WORK TO BE COMPLETED: Transcribe all of the data verbatim, please, and leave out its pictures.

Data items:
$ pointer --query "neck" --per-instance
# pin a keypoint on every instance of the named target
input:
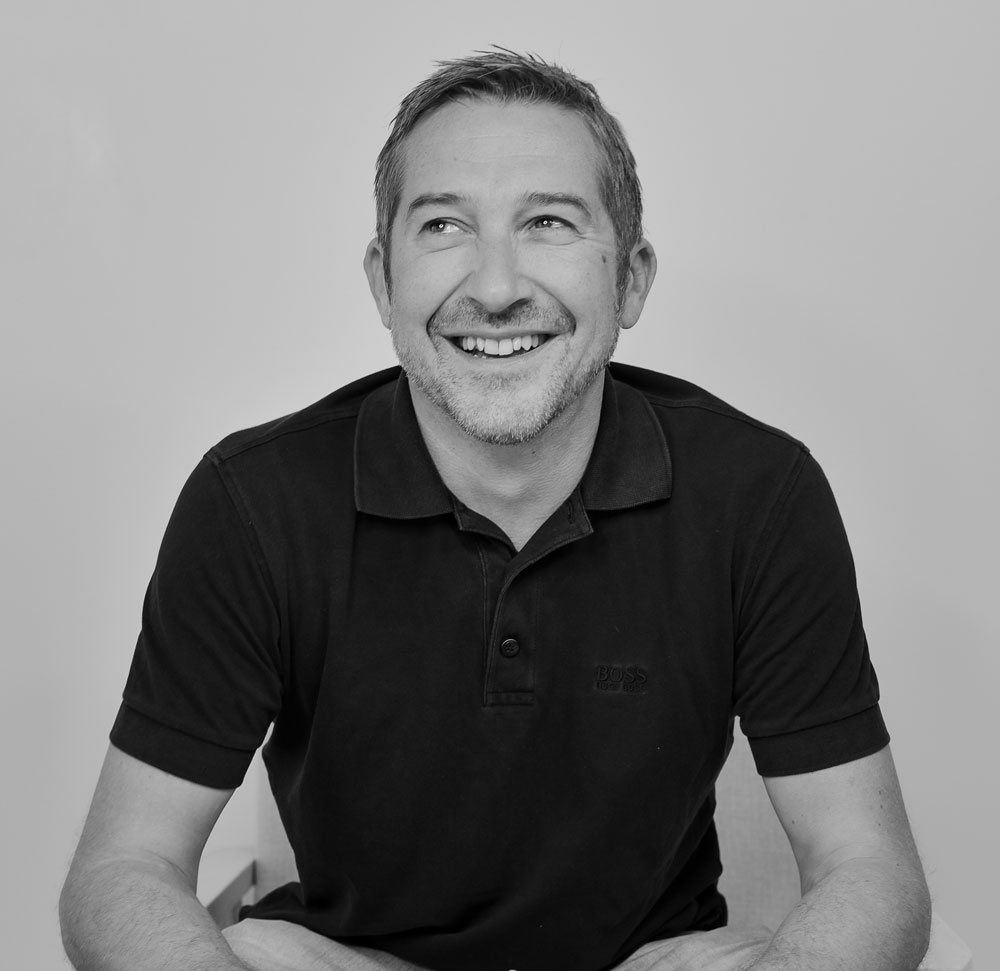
(516, 486)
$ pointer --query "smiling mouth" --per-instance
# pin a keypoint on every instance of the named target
(503, 347)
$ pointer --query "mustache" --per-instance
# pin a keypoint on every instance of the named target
(522, 314)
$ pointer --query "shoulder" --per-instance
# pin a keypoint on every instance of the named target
(677, 402)
(708, 437)
(331, 420)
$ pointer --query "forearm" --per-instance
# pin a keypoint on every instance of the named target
(139, 914)
(866, 914)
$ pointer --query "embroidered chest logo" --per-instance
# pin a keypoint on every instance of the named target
(628, 678)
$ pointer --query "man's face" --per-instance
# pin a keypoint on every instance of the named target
(503, 307)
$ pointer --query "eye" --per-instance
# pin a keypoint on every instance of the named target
(438, 227)
(549, 222)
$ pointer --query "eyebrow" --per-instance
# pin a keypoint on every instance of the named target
(434, 199)
(529, 199)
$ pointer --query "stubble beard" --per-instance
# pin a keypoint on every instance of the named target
(502, 409)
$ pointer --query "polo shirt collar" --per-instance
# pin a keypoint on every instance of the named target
(395, 477)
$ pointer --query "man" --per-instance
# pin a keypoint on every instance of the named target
(502, 609)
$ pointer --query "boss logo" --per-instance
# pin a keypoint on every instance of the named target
(620, 677)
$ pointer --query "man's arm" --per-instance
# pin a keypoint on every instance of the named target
(129, 900)
(865, 903)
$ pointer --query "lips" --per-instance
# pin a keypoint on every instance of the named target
(515, 332)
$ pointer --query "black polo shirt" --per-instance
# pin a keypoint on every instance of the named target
(491, 759)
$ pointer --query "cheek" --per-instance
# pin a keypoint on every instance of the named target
(423, 283)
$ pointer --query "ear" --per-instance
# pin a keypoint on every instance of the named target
(642, 271)
(375, 271)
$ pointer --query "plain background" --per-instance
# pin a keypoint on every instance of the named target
(184, 204)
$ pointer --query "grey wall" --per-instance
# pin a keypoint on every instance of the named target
(184, 204)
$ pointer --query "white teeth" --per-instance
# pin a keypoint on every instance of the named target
(501, 348)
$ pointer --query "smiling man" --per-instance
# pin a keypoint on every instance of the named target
(502, 607)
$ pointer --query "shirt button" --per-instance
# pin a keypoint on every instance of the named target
(510, 648)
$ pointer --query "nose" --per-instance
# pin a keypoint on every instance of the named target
(496, 281)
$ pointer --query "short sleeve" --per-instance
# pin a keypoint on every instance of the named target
(205, 679)
(805, 690)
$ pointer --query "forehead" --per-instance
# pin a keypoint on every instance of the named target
(483, 148)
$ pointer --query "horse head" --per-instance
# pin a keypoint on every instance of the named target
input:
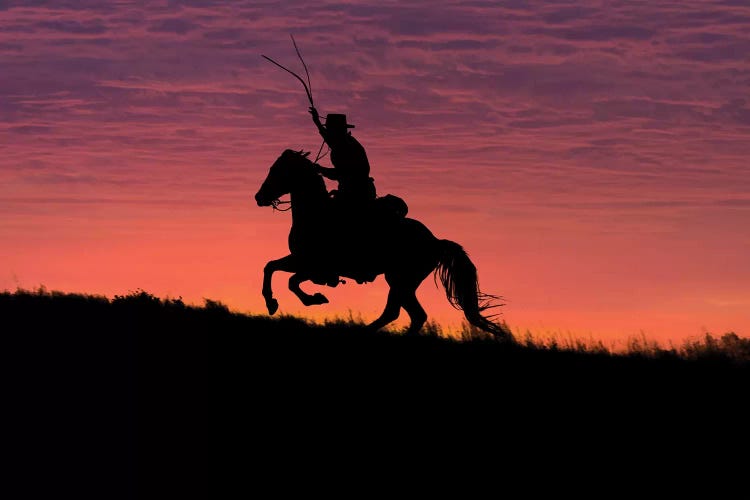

RESULT OF THIS TASK:
$ pointer --query "neck" --per-instance
# pin a keypoint on every instance of the named target
input:
(516, 486)
$ pointer --query "smiling mouth" --per-instance
# pin a keypoint on every instance of the named target
(503, 347)
$ pointer --query "mustache" --per-instance
# pin a keypoint on every instance of the named target
(522, 314)
$ pointer --query "shoulder" --per-instance
# pin a keypoint on every instance of the named target
(677, 402)
(708, 437)
(331, 420)
$ pointer --query "forearm" --per-instance
# pin a keypoint on every instance of the named target
(139, 914)
(866, 914)
$ pointer --query "embroidered chest logo" --per-instance
# pin a keypoint on every instance of the named target
(628, 678)
$ pointer --query "man's face" --per-instance
# pin a keypoint on every instance of the named target
(503, 307)
$ pointer --query "eye" --per-instance
# pin a keypoint on every instance of the named target
(438, 227)
(549, 222)
$ pointer --query "eyebrow" --per-instance
# pin a keypoint on every instance of the named target
(434, 199)
(529, 199)
$ pointer --query "stubble beard" --per-instance
# pin a keypoint on every instance of the named target
(502, 409)
$ pointer --query "polo shirt collar" --per-instance
# pin a keypoint on every instance of the named target
(395, 477)
$ pointer --query "man" --per-instance
# pin a keypoint on every instance of the named target
(502, 609)
$ pointer --query "boss logo" --per-instance
# pin a keypoint on every instance of the named target
(620, 677)
$ pointer --query "man's arm" --per-instance
# pin a keypoint on every instance of the named target
(129, 900)
(865, 903)
$ pointer --query "lips" --per-instance
# pin a keypoint on every instance of the named target
(515, 332)
$ pointer --query "black polo shirt" --per-instance
# pin a keypoint on every instance of the named target
(491, 759)
$ pointer --query "cheek" --per-instance
# pin a keypoint on every instance of the named target
(423, 283)
$ pointer --query "ear" --per-instance
# pin a keypoint on every instance of the named target
(642, 271)
(375, 271)
$ pointer --query "plain background" --per-instance
# pin a keypoint on every instance of the named target
(184, 204)
$ pointer --query "grey wall" --per-instance
# pin a keypoint on every instance of the named target
(184, 204)
$ pointer --query "white teeth" --per-instance
# pin a keypoint on every instance of the named target
(501, 348)
$ pointer --query "smiling man" --per-instance
# pin a keypoint on every instance of the named target
(502, 607)
$ pointer --query "shirt button" --per-instance
# pin a keypoint on every instance of the named target
(510, 648)
$ pointer --query "nose" --per-instance
# pin a keypoint on every instance of the named target
(496, 281)
$ pointer --query "short sleeve" --per-instance
# pin a keypoint on every instance of the named target
(205, 679)
(805, 690)
$ pointer --query "forehead" --per-instance
# pin a keypoint on every instance of the named target
(483, 148)
$ pointer --query "horse head" --per-instance
# pin a keypoint on every instance of the named target
input:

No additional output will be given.